------ DATA RECORDS ------

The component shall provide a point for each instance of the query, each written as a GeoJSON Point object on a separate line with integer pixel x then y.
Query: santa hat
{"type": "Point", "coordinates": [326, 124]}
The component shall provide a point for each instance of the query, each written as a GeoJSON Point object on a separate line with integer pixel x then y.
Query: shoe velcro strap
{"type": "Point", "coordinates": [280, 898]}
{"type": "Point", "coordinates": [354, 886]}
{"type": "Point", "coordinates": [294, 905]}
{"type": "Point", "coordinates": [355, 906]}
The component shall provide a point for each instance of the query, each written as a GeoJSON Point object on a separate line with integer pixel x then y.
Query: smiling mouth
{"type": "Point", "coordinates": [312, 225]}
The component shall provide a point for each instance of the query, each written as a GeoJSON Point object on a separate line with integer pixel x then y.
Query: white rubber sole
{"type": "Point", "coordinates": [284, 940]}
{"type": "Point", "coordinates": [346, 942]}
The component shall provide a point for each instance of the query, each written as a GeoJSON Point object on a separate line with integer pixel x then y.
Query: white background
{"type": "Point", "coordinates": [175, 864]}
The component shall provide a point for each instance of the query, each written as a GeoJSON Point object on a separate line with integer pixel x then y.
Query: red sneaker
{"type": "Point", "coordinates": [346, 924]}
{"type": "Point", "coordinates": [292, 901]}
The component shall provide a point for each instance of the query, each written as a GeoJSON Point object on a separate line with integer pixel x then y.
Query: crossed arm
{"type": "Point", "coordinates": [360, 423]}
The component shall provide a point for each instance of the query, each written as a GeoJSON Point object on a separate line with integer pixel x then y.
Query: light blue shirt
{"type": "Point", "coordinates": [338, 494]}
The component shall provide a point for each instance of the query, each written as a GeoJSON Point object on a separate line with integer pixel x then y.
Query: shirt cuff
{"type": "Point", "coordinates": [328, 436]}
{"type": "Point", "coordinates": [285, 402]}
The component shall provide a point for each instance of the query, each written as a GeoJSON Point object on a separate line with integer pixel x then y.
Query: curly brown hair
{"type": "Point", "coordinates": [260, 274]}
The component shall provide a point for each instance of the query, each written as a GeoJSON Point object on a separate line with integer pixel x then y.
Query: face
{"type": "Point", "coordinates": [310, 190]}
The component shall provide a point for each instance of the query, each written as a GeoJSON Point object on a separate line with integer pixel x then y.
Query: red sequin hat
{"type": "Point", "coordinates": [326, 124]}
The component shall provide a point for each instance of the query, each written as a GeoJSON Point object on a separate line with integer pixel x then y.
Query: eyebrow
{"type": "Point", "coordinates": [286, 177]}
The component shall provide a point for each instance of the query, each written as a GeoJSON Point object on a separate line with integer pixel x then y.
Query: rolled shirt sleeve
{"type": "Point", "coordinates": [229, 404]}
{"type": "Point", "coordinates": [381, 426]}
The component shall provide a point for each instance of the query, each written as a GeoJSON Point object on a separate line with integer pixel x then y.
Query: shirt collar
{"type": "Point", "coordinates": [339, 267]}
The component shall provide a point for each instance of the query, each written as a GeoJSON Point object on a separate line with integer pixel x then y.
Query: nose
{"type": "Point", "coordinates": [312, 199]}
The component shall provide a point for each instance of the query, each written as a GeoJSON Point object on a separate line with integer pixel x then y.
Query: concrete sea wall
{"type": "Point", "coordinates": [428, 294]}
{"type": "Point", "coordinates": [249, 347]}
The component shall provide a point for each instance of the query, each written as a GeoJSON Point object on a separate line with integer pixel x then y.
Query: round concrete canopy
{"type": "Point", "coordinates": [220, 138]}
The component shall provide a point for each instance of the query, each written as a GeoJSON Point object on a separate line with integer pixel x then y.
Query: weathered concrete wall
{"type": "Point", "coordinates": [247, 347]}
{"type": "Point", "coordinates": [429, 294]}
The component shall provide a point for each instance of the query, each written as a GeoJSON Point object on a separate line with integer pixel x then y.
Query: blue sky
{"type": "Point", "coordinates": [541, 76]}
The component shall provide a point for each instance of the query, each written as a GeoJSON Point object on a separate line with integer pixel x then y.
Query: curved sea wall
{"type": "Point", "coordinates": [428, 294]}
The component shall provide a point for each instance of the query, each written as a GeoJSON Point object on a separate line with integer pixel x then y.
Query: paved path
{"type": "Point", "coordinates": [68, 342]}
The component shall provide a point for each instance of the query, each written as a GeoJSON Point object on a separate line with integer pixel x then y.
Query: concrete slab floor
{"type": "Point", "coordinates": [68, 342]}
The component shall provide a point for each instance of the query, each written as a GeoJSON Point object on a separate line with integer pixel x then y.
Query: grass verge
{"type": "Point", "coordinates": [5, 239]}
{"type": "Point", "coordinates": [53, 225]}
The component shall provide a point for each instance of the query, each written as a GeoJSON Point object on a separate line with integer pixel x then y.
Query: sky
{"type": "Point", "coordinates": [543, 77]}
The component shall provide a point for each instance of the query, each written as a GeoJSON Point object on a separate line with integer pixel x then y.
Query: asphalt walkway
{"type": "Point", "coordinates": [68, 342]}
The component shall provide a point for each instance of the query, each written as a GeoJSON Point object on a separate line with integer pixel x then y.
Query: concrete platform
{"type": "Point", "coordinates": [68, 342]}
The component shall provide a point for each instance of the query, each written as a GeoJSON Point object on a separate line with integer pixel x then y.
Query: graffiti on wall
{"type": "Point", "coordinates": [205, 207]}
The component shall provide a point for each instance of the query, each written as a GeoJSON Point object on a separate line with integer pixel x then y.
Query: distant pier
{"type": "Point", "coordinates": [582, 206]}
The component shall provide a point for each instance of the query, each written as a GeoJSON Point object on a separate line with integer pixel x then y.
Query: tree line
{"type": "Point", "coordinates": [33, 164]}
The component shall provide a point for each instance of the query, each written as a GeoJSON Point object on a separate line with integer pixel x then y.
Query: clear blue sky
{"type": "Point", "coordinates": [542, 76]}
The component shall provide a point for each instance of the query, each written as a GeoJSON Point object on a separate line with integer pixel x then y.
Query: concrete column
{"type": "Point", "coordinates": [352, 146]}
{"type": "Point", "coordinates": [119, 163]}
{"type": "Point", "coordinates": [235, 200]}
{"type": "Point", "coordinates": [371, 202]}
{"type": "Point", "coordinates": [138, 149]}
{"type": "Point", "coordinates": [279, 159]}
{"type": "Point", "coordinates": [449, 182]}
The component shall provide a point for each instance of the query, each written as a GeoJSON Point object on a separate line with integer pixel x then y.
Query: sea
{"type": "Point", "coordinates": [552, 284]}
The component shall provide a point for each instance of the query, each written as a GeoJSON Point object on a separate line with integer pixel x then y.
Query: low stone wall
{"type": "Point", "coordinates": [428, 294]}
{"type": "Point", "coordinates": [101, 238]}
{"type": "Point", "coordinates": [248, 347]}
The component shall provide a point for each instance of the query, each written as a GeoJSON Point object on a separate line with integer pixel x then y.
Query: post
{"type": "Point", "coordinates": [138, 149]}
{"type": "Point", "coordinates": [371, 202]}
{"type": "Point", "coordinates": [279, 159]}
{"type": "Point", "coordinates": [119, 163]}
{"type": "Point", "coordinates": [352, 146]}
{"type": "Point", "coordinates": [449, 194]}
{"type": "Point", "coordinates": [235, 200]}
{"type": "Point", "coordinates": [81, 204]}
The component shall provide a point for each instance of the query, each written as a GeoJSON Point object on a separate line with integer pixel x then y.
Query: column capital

------

> [WHAT THIS TASK INVOLVES]: All of the entries must be quoted exactly; please include each one.

> [ANSWER TO THIS TASK]:
The component shall provide a point for each instance of the query, each written as a GeoJSON Point object on a separate line with integer pixel x then y.
Query: santa hat
{"type": "Point", "coordinates": [326, 124]}
The component shall provide a point for each instance of the query, each written as a GeoJSON Point object on a separate line with integer pixel x then y.
Query: shoe velcro strap
{"type": "Point", "coordinates": [280, 898]}
{"type": "Point", "coordinates": [354, 886]}
{"type": "Point", "coordinates": [294, 905]}
{"type": "Point", "coordinates": [355, 906]}
The component shall provide a point for each instance of the query, each written as a GeoJSON Point object on a separate line with integer pixel x then y.
Query: smiling mouth
{"type": "Point", "coordinates": [312, 225]}
The component shall provide a point for each instance of the query, each written as a GeoJSON Point object on a separate line with integer pixel x then y.
Query: white rubber sole
{"type": "Point", "coordinates": [284, 940]}
{"type": "Point", "coordinates": [346, 942]}
The component shall provide a point for each instance of the query, each written as a GeoJSON Point object on a separate line with integer pixel x then y.
Query: white background
{"type": "Point", "coordinates": [175, 864]}
The component shall provide a point for each instance of the query, each written as a GeoJSON Point object on a separate line with integer pixel x then y.
Query: red sneaker
{"type": "Point", "coordinates": [346, 924]}
{"type": "Point", "coordinates": [292, 901]}
The component shall provide a point for each instance of the query, each written as a GeoJSON Point object on a separate line with integer pixel x then y.
Query: crossed arm
{"type": "Point", "coordinates": [360, 423]}
The component shall provide a point for each instance of the query, each written as a GeoJSON Point object on a separate line with integer pixel x then y.
Query: light blue shirt
{"type": "Point", "coordinates": [338, 494]}
The component shall provide a point for each instance of the query, each written as a GeoJSON Point object on a separate line with integer pixel x then y.
Query: shirt cuff
{"type": "Point", "coordinates": [328, 436]}
{"type": "Point", "coordinates": [285, 402]}
The component shall provide a point for each instance of the query, each written as a GeoJSON Point object on a separate line with integer pixel x then y.
Query: curly brown hair
{"type": "Point", "coordinates": [260, 274]}
The component shall provide a point for each instance of the query, each written as a GeoJSON Point object on a separate line with integer pixel x then y.
Query: face
{"type": "Point", "coordinates": [310, 190]}
The component shall provide a point for each instance of the query, each written as a GeoJSON Point object on a separate line with integer pixel x then y.
Query: red sequin hat
{"type": "Point", "coordinates": [326, 124]}
The component shall provide a point for each instance of the query, each written as a GeoJSON Point object on a separate line with integer pixel x then y.
Query: eyebrow
{"type": "Point", "coordinates": [286, 177]}
The component shall provide a point for each instance of the query, each written as a GeoJSON Point object on a separate line with integer pixel x then y.
Query: rolled shirt sleeve
{"type": "Point", "coordinates": [229, 404]}
{"type": "Point", "coordinates": [381, 426]}
The component shall provide a point for each instance of the query, each written as a GeoJSON Point object on a separate line with integer pixel x then y.
Query: shirt collar
{"type": "Point", "coordinates": [339, 267]}
The component shall provide a point for each instance of the query, each written as a GeoJSON Point object on a separate line with integer pixel x then y.
Query: nose
{"type": "Point", "coordinates": [312, 199]}
The component shall provide a point for each instance of the query, each written as a GeoJSON Point object on a separate line with integer pixel x then y.
Query: concrete sea wall
{"type": "Point", "coordinates": [428, 294]}
{"type": "Point", "coordinates": [249, 347]}
The component shall provide a point for each instance of the query, each written as a GeoJSON Point object on a separate line with integer pixel x then y.
Query: round concrete canopy
{"type": "Point", "coordinates": [220, 138]}
The component shall provide a point for each instance of the query, each written as a GeoJSON Point object on a separate line with integer pixel x then y.
Query: weathered concrete wall
{"type": "Point", "coordinates": [247, 347]}
{"type": "Point", "coordinates": [429, 294]}
The component shall provide a point for each instance of the query, each written as a GeoJSON Point object on a separate line with integer pixel x then y.
Query: blue sky
{"type": "Point", "coordinates": [541, 76]}
The component shall provide a point for each instance of the query, each written as a GeoJSON Point object on a separate line with integer pixel x then y.
Query: curved sea wall
{"type": "Point", "coordinates": [428, 294]}
The component shall provide a point for each instance of the query, each written as a GeoJSON Point object on a separate line with integer pixel x then y.
Query: paved path
{"type": "Point", "coordinates": [68, 342]}
The component shall provide a point for each instance of the query, each written as a GeoJSON Point object on a separate line with integer pixel x then y.
Query: concrete slab floor
{"type": "Point", "coordinates": [68, 342]}
The component shall provide a point for each instance of the query, each written as a GeoJSON Point object on a separate line with integer pixel x then y.
Query: grass verge
{"type": "Point", "coordinates": [5, 239]}
{"type": "Point", "coordinates": [53, 225]}
The component shall provide a point for each instance of the query, each written as a GeoJSON Point object on a separate line with integer pixel x then y.
Query: sky
{"type": "Point", "coordinates": [543, 77]}
The component shall provide a point for each instance of the query, each written as a GeoJSON Point object on a separate line with integer pixel x then y.
Query: asphalt walkway
{"type": "Point", "coordinates": [68, 342]}
The component shall provide a point for each instance of the query, each written as a GeoJSON Point object on a separate line with integer pixel x then y.
Query: concrete platform
{"type": "Point", "coordinates": [68, 342]}
The component shall provide a point for each instance of the query, each written as a GeoJSON Point object on a separate line with integer pixel x then y.
Query: graffiti on wall
{"type": "Point", "coordinates": [205, 207]}
The component shall provide a point for each instance of the query, each written as a GeoJSON Point object on a separate line with integer pixel x then y.
Query: distant pier
{"type": "Point", "coordinates": [582, 206]}
The component shall provide a point for each instance of the query, each written as a GeoJSON Point object on a separate line with integer pixel x then y.
Query: tree line
{"type": "Point", "coordinates": [33, 164]}
The component shall provide a point for each instance of the query, each written as a GeoJSON Point object on a separate line with integer pixel x then y.
Query: clear blue sky
{"type": "Point", "coordinates": [542, 76]}
The component shall provide a point for each instance of the query, each written as a GeoJSON Point object on a separate line with integer pixel x then y.
Query: concrete column
{"type": "Point", "coordinates": [352, 146]}
{"type": "Point", "coordinates": [119, 163]}
{"type": "Point", "coordinates": [235, 200]}
{"type": "Point", "coordinates": [371, 202]}
{"type": "Point", "coordinates": [138, 149]}
{"type": "Point", "coordinates": [279, 159]}
{"type": "Point", "coordinates": [449, 182]}
The component shall provide a point for each instance of the query, each written as a GeoJSON Point object on a separate line with integer pixel x then y.
Query: sea
{"type": "Point", "coordinates": [552, 284]}
The component shall provide a point for each instance of the query, each written as a GeoJSON Point object on a separate line with integer pixel x then y.
Query: low stone wall
{"type": "Point", "coordinates": [428, 294]}
{"type": "Point", "coordinates": [101, 238]}
{"type": "Point", "coordinates": [248, 347]}
The component shall provide a point for each instance of the query, each written as a GeoJSON Point object on a separate line with integer pixel x then y.
Query: post
{"type": "Point", "coordinates": [138, 149]}
{"type": "Point", "coordinates": [371, 202]}
{"type": "Point", "coordinates": [279, 159]}
{"type": "Point", "coordinates": [119, 163]}
{"type": "Point", "coordinates": [352, 146]}
{"type": "Point", "coordinates": [449, 194]}
{"type": "Point", "coordinates": [235, 200]}
{"type": "Point", "coordinates": [81, 204]}
The component shall provide a point for each instance of the query, each written as a GeoJSON Point object on a separate line with integer pixel x then y.
Query: column capital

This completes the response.